** ASSIGNED TASK **
Transcribe, word for word and with nothing extra, the line containing "Phrase: brown horse" and each line that comes after it in the entries.

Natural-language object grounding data
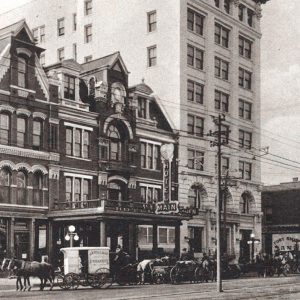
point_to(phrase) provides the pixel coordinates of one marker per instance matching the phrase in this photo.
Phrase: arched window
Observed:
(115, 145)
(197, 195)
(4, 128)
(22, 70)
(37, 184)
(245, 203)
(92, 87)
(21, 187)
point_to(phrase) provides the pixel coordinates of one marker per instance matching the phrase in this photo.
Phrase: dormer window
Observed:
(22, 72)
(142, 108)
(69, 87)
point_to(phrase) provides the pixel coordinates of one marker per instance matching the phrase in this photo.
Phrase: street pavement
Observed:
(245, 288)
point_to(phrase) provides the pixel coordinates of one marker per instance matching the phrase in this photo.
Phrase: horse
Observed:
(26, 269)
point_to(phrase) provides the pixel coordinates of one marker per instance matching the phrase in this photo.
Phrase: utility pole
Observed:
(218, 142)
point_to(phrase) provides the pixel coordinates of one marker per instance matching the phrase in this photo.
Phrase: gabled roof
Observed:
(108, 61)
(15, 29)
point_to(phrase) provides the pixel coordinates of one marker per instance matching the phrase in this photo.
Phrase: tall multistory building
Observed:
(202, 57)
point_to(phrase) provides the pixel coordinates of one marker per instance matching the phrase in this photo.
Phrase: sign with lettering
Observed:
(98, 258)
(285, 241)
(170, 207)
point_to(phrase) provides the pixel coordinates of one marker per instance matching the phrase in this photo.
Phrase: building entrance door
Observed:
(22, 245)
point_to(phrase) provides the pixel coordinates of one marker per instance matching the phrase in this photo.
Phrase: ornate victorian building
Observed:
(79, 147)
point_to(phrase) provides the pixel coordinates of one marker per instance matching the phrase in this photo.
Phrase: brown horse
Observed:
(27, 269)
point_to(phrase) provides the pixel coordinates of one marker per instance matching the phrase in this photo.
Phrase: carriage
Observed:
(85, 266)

** PROBLEM SOLUTION **
Phrase: brown horse
Observed:
(27, 269)
point_to(phrase) provides the pixel coordinates of one marker per instance matching the phrase in this photo.
Phrase: carriage
Observed:
(85, 266)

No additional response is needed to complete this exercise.